**WHAT TO WORK ON**
Rewrite the material from the line holding "written like (46,29)." through the end, both ends included, keeping the requests as they are. Multiply each coordinate in the answer points by 2.4 and round to a whole number, with halves going up.
## begin
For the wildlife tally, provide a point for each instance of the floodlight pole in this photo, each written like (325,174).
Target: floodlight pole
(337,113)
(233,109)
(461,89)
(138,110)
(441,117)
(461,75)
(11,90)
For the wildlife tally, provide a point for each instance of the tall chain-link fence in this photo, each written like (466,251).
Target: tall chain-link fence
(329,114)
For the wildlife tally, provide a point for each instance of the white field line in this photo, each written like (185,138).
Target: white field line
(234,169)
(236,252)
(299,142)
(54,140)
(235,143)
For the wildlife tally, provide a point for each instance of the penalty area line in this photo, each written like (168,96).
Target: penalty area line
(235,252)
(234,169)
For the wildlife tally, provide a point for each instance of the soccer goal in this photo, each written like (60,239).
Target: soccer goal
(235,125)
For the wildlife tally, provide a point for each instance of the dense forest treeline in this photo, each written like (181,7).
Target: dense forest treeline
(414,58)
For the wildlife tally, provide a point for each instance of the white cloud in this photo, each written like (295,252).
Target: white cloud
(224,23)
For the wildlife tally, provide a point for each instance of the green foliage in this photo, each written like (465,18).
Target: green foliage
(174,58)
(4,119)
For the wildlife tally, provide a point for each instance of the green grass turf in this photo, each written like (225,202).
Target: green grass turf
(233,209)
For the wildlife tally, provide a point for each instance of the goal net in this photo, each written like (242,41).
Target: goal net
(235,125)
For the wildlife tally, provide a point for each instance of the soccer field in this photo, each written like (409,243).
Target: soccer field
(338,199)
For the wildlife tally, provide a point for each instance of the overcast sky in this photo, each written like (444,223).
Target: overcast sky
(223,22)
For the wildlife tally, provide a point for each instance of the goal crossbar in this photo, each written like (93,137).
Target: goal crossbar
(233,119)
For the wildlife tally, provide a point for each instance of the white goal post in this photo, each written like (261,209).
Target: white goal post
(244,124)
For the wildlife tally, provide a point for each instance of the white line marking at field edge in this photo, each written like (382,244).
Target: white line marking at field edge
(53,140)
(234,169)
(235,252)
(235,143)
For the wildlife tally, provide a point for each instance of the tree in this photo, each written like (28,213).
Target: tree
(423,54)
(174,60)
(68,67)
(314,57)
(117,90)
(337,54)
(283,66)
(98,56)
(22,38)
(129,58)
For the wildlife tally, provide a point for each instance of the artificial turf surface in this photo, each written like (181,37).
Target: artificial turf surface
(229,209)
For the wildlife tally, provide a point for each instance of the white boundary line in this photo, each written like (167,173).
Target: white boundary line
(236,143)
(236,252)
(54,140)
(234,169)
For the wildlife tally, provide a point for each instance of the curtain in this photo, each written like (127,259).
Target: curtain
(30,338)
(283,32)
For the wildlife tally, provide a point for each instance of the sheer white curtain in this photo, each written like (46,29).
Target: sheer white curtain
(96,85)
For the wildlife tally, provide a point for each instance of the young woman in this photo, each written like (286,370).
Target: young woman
## end
**THE OUTPUT**
For the wildlife tally, provide a point for each instance of the sheer white curtain in this photo, each written like (46,29).
Target: sheer white curtain
(230,204)
For the wildlife tally, provide a point for each instance of the young woman in this photo, each written like (286,370).
Target: young woman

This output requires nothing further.